*The task:* Format the stretch from the line containing "(b) Give the bounding box that tightly covers the person" through the line containing "(b) Give the bounding box that tightly covers the snow covered" as a Markdown table with two columns, Row and Text: Row gives the row number and Text gives the line, with blank lines left out.

*Data listing:*
*****
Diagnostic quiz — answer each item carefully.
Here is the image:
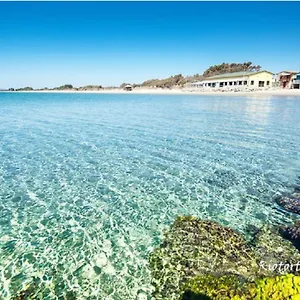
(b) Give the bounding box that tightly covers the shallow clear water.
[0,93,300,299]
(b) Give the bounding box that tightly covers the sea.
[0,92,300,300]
*****
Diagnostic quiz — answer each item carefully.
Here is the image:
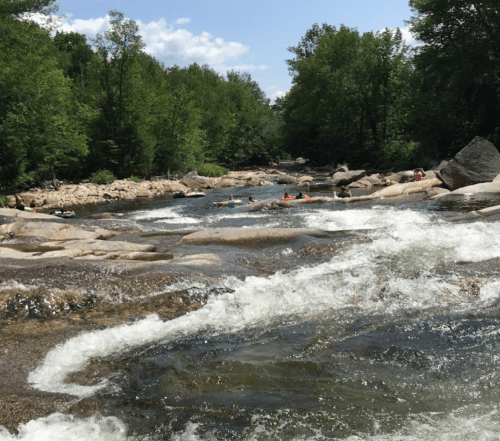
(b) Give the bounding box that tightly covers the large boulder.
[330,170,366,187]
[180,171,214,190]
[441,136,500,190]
*****
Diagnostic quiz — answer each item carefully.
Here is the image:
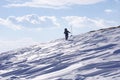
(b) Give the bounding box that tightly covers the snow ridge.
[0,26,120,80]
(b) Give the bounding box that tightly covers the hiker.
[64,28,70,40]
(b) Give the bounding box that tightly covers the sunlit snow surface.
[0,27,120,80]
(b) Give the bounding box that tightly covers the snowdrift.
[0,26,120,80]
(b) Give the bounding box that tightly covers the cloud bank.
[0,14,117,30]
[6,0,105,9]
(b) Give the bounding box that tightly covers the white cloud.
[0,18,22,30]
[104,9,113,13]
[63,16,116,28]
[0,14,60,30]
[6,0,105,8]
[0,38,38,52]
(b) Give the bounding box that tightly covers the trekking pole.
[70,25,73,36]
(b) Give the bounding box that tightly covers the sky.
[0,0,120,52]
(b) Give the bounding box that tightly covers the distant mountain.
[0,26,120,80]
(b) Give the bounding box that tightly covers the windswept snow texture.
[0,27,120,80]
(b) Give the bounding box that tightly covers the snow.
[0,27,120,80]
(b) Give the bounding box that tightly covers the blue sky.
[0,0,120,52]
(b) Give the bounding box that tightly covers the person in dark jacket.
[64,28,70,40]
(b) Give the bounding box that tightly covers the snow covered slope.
*****
*Written response:*
| Row | Text |
|---|---|
| 1 | (b) Give the bounding box that tightly covers the person in dark jacket. |
| 2 | [64,28,70,40] |
| 3 | (b) Give the bounding box that tightly covers the snow covered slope. |